→ Source data:

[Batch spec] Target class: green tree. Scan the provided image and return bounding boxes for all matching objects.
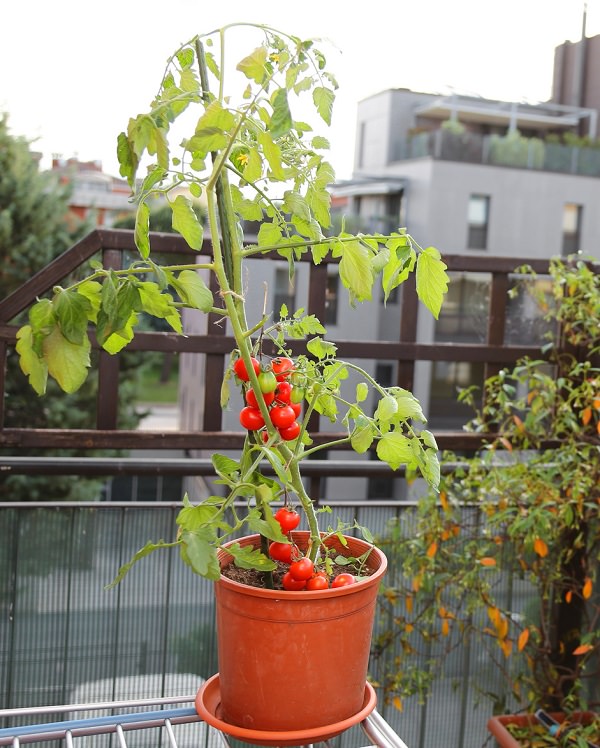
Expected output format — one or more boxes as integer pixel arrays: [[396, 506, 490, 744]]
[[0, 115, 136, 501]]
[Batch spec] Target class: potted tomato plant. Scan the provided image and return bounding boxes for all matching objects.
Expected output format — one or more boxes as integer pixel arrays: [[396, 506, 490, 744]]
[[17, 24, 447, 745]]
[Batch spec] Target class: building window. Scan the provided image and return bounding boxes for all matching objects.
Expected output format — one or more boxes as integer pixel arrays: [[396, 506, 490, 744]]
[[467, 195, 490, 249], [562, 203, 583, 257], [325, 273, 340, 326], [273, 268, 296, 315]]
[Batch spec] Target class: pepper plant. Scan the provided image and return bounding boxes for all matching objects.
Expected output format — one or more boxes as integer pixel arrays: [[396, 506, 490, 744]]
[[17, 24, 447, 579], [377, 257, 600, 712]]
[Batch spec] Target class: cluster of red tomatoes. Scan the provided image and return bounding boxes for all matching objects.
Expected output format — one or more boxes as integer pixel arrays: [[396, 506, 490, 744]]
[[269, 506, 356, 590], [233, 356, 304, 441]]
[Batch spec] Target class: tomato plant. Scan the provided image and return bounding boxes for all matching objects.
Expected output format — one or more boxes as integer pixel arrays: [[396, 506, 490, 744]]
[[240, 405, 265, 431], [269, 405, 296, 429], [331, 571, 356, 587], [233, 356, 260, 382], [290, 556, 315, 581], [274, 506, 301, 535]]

==

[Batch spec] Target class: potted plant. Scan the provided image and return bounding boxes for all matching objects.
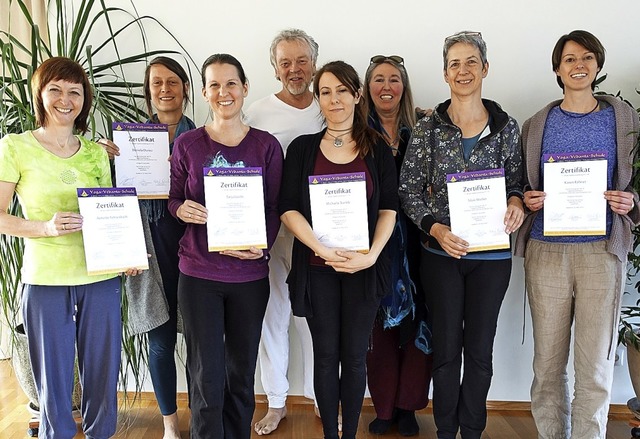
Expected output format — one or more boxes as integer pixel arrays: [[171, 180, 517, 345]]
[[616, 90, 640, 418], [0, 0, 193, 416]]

→ Short problem:
Extract the records word for word, covering the stretch from the line containing "[Batch spec] Target class: green" through the line containing "506, 301, 535]]". Leave the pictures out of your answer.

→ Exercise output:
[Batch spec] Target class: green tree. Scan the provided image and return bounding boxes for all matching objects.
Expected output format — one or more boxes as integer pixel arrays: [[396, 506, 490, 744]]
[[0, 115, 136, 501]]
[Batch spec] Target class: potted tomato plant. Scan the provided image and return bounding boxes for all matching objects.
Expected output format — one or more boxes as integer pixel arrays: [[396, 506, 490, 744]]
[[17, 24, 447, 745]]
[Batch spec] Target class: building window. Scan the provided image and return bounding boxes for all matching objects.
Expected output format — one or more boxes as integer pixel arrays: [[396, 506, 490, 744]]
[[467, 195, 490, 249], [562, 203, 583, 257], [325, 273, 340, 326], [273, 268, 296, 315]]
[Batch spec] Target class: pepper plant. Scan the provided image and return bounding boxes for all matching objects.
Expected output format — one or more boxes as integer pixel arrays: [[396, 506, 490, 744]]
[[17, 24, 447, 579], [377, 257, 600, 712]]
[Batch spec] Target class: cluster of red tomatoes. Scan the provided image and return bounding boxes for all matching objects.
Expected output format — one or more boxes as integer pixel arrays: [[396, 506, 490, 744]]
[[269, 506, 356, 590], [233, 356, 304, 441]]
[Batch spec] Target class: tomato plant. Scan the provided image and return bounding boxes for all matching objects.
Expected output format — one or more boxes as integer pixel arrays: [[396, 506, 490, 744]]
[[240, 405, 265, 431], [269, 405, 296, 429], [331, 571, 356, 587], [233, 356, 260, 382], [290, 556, 315, 581], [274, 506, 301, 535]]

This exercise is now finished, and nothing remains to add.